Records: Begin
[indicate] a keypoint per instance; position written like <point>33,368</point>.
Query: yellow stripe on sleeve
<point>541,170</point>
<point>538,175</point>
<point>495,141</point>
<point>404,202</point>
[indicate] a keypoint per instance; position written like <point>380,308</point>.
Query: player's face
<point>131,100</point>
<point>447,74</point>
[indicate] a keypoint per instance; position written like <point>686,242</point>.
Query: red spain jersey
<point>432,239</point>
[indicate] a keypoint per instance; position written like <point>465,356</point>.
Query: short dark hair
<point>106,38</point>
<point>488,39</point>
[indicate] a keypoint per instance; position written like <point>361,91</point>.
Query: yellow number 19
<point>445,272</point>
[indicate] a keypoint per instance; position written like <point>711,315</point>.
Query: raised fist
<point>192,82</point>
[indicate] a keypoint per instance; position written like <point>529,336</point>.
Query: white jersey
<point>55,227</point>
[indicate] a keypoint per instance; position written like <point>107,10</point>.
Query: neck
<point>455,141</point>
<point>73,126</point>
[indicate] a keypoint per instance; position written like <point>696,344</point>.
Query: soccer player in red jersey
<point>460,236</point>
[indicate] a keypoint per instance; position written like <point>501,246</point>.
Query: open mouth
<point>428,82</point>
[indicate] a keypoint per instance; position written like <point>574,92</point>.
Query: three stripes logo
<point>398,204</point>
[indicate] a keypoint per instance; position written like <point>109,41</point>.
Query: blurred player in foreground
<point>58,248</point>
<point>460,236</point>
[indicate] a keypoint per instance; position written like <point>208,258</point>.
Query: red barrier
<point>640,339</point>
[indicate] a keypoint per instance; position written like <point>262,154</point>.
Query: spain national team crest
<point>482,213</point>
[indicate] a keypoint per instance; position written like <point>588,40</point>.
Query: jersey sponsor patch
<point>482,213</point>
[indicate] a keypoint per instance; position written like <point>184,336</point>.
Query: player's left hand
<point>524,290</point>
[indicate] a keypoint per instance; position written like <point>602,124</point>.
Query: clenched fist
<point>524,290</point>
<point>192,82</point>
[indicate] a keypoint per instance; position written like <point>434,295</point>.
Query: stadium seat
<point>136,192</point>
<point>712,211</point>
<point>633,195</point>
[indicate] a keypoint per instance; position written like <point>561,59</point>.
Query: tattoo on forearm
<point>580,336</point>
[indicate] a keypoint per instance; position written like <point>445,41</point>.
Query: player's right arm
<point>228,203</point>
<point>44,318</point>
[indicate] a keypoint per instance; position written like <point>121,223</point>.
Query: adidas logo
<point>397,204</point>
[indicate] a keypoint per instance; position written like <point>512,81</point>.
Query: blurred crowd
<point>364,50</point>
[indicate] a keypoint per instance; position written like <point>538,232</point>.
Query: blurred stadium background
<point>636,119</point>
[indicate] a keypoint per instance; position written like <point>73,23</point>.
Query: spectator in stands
Records: End
▶ _Required action_:
Begin with the line that contains "Query: adidas logo". Repeat it and every line after it through the end of the listing, exactly, and print nothing more.

▶ _Finished exercise_:
Query: adidas logo
<point>397,204</point>
[indicate] a keypoint per instance; position written like <point>512,81</point>.
Query: blurred crowd
<point>364,50</point>
[indicate] a keypoint per instance; position written like <point>538,232</point>.
Query: blurred stadium background
<point>636,119</point>
[indicate] a keypoint per instance; position written like <point>73,23</point>.
Query: spectator in stands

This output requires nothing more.